* Travail à réaliser
**1)** D'après le corrigé sur l'érosion et l'activité humaine, sur quoi agit une mesure de prévention ?
**2)** Poursuivez le corrigé sur l'érosion et l'activité humaine à la suite de la dernière action classée.

* Extrait fourni
··········

Érosion et activité humaine — Seconde

✅ Corrigé détaillé — Exercice 3

Partie A

1) • Mesure de protection : vise à réduire l’impact potentiel d’un aléa sur les enjeux, afin d’en réduire le risque global. Elle agit directement sur l’aléa pour en diminuer les effets.
Mesure de prévention : vise à anticiper un aléa et ses impacts afin de réduire le risque global. Elle agit sur les enjeux en évitant d’exposer des populations et des biens à l’aléa.
Différence principale : la protection cherche à combattre ou atténuer l’aléa ; la prévention cherche à réduire l’exposition des enjeux à l’aléa.

2) Exemples :
Mesures de protection : installation de pare-vagues (brise-lames) ; construction d’enrochements au pied d’une falaise ; rechargement artificiel des plages en sable.
Mesures de prévention : PPRL (Plan de prévention des risques littoraux) interdisant de construire dans les zones à risque ; évacuation préventive des habitations menacées.

3) Un Plan de prévention des risques littoraux (PPRL) est un document réglementaire qui délimite les zones exposées à un risque littoral (érosion, submersion) et réglemente l’urbanisme dans ces zones. Son rôle principal est d’interdire ou de limiter les constructions dans les zones à risques afin d’éviter d’exposer de nouvelles populations et de nouveaux biens à l’aléa côtier.

4) Classification des actions :
a) Installation de brise-lames → Mesure de protection (agit sur l’aléa).
b) Interdiction de construire à moins de 100 m d’une falaise → Mesure de prévention (agit sur l’enjeu).
c) Rechargement artificiel d’une plage → Mesure de protection (tente de compenser l’érosion).
d) Classement en zone rouge inconstructible dans le PPRL → Mesure de prévention (agit sur l’enjeu).

··········

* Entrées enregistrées
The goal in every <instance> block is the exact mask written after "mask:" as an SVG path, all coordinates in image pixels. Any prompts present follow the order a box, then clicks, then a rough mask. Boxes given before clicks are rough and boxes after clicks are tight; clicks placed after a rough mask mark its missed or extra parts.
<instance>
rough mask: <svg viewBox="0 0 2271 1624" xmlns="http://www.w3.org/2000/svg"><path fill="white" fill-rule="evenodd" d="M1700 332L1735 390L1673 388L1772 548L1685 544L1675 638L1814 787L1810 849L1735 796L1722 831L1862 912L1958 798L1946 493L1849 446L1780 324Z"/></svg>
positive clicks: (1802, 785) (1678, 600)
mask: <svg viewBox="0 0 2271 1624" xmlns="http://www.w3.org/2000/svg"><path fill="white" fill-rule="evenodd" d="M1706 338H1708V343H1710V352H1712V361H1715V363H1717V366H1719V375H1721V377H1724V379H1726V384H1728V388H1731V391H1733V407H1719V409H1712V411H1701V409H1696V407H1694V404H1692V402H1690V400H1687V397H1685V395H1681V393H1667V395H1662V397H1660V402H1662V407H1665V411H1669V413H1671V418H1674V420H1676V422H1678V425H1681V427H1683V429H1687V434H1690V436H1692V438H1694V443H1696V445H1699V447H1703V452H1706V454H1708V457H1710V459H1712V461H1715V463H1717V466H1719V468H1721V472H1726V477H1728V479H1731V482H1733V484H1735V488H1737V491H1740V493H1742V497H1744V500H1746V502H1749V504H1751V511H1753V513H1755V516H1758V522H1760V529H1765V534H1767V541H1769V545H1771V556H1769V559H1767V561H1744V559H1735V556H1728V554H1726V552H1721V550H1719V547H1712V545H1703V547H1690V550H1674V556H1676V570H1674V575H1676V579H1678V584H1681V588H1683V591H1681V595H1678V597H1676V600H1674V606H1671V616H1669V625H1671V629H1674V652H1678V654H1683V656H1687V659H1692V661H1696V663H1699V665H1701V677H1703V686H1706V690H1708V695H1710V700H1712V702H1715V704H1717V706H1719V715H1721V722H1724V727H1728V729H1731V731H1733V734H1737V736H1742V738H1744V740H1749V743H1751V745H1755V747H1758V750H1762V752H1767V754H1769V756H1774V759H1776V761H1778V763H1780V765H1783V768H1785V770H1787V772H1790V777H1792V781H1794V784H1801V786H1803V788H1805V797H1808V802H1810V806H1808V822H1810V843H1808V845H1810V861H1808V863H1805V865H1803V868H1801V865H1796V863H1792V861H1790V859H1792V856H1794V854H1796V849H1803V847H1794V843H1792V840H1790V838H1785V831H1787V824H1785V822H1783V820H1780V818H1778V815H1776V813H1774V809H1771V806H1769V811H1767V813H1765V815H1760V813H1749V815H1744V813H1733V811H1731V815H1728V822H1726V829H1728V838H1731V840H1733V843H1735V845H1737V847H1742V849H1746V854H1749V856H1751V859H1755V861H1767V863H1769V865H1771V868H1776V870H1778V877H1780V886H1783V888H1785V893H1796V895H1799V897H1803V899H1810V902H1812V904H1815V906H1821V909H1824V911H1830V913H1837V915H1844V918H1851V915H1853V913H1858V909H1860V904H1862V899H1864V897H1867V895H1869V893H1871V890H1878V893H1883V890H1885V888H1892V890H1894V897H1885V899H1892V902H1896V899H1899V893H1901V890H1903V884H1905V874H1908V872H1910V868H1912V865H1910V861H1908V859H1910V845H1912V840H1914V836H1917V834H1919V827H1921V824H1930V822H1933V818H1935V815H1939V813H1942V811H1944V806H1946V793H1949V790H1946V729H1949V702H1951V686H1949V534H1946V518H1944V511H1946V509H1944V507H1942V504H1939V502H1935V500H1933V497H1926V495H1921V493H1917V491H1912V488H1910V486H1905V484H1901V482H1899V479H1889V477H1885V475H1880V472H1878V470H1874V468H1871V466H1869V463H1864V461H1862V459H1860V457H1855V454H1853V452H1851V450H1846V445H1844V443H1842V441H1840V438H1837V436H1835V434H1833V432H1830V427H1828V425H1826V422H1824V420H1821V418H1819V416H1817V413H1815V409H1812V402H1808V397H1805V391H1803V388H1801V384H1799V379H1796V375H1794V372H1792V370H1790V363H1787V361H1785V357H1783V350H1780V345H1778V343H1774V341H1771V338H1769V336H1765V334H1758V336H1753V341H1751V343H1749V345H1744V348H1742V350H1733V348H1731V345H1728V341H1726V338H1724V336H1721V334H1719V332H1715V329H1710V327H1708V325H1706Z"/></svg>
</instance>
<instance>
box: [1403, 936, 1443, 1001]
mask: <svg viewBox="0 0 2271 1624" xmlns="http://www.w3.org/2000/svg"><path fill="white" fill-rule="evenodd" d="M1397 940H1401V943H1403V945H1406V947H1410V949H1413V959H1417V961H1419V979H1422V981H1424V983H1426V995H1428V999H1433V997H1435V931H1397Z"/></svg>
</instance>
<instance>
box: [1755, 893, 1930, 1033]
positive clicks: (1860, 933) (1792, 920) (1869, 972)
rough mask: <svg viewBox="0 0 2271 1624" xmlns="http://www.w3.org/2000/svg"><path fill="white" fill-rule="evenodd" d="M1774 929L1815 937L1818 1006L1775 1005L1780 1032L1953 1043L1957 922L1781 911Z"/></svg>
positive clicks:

··········

* Résultats attendus
**1)** Elle agit sur les enjeux, en évitant d'exposer des populations et des biens à l'aléa.

**2)**
e) Construction d’une digue de protection → Mesure de protection (agit sur l’aléa).

Partie B

5) • Aléa : le recul de la falaise calcaire à raison de 1 mètre par an sous l’effet de l’érosion marine.
Enjeu : les 2 000 habitants de la commune et les maisons situées en bord de falaise.
Conclusion : il y a bien un risque géologique car l’aléa (recul de la falaise) menace directement les enjeux (habitations et population). Le risque est d’autant plus concret que plusieurs maisons seront menacées d’éboulement dans les 20 prochaines années.

6) Mesures proposées :
Mesure de protection : installation d’enrochements ou d’un mur de protection au pied de la falaise pour absorber l’énergie des vagues et ralentir l’érosion. Avantage : protège immédiatement les maisons existantes sans nécessiter leur déplacement. Limite : coûteux, nécessite un entretien régulier, et l’érosion peut reprendre ou se déplacer ; efficacité limitée dans le temps face à une érosion de 1 m/an.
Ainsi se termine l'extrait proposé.